---------- Entries supplied

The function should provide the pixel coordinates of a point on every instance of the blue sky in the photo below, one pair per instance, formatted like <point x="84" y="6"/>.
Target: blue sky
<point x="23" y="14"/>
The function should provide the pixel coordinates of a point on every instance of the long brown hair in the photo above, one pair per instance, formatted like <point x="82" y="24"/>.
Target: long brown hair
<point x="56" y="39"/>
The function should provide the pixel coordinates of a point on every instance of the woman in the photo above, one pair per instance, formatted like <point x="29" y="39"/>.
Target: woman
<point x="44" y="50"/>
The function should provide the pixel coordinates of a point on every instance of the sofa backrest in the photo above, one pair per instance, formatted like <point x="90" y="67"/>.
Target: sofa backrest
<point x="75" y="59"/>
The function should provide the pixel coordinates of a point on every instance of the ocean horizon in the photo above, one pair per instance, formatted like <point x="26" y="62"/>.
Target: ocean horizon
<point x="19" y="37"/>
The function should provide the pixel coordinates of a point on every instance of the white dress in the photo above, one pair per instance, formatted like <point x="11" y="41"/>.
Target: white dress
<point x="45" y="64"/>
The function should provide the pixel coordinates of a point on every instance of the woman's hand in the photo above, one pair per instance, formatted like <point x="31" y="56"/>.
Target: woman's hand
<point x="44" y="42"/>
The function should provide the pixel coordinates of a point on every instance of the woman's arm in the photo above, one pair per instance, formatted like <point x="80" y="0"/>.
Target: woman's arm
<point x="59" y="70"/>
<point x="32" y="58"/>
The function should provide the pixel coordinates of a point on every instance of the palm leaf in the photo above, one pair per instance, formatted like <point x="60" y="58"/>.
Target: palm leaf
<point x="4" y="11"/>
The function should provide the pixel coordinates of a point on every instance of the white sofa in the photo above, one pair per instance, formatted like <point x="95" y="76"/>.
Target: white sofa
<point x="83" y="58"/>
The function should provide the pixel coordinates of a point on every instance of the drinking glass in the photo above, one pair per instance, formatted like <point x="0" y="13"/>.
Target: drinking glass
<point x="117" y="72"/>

--------------------

**Objective**
In full and verbatim, repeat the records given above.

**Finished exercise**
The function should provide the pixel coordinates of a point on every instance of the blue sky in the photo below, one pair per instance, formatted like <point x="84" y="6"/>.
Target: blue sky
<point x="23" y="14"/>
The function should provide the pixel coordinates of a point on every instance of the long brown hair in the photo above, one pair per instance, formatted like <point x="82" y="24"/>.
Target: long brown hair
<point x="56" y="39"/>
The function should provide the pixel coordinates of a point on every instance of the woman in the photo above, one pair per instance, formatted like <point x="29" y="39"/>.
Target: woman
<point x="44" y="50"/>
The function should provide the pixel coordinates of a point on every instance of the sofa backrest in the photo above, one pair per instance, formatted like <point x="90" y="67"/>.
Target: sofa backrest
<point x="75" y="59"/>
The function should provide the pixel coordinates of a point on every instance of the ocean horizon in the photo above, one pair per instance, formatted like <point x="26" y="62"/>.
Target: ocean horizon
<point x="19" y="37"/>
The function should provide the pixel coordinates of a point on every instance of the white dress in the photo above, one pair per instance, formatted like <point x="11" y="41"/>.
Target: white dress
<point x="45" y="64"/>
The function should provide the pixel coordinates of a point on every instance of the woman's hand in the photo above, one pair per instance, formatted like <point x="31" y="56"/>.
Target: woman's hand
<point x="44" y="42"/>
The function should provide the pixel coordinates of a point on every instance of the woman's arm in the photo above, one pair per instance, formatted like <point x="80" y="0"/>.
Target: woman's arm
<point x="59" y="70"/>
<point x="32" y="58"/>
The function should provide the pixel coordinates of a point on every instance of the palm leaf in the photo above, one pair per instance, formatted like <point x="60" y="58"/>.
Target: palm leaf
<point x="4" y="11"/>
The function should provide the pixel coordinates of a point on every instance of the white sofa in the photo above, one pair per instance, formatted like <point x="95" y="76"/>.
Target: white sofa
<point x="83" y="58"/>
The function should provide the pixel coordinates of a point on every instance of the drinking glass in the photo above, one pair per instance, formatted like <point x="0" y="13"/>.
Target: drinking glass
<point x="117" y="72"/>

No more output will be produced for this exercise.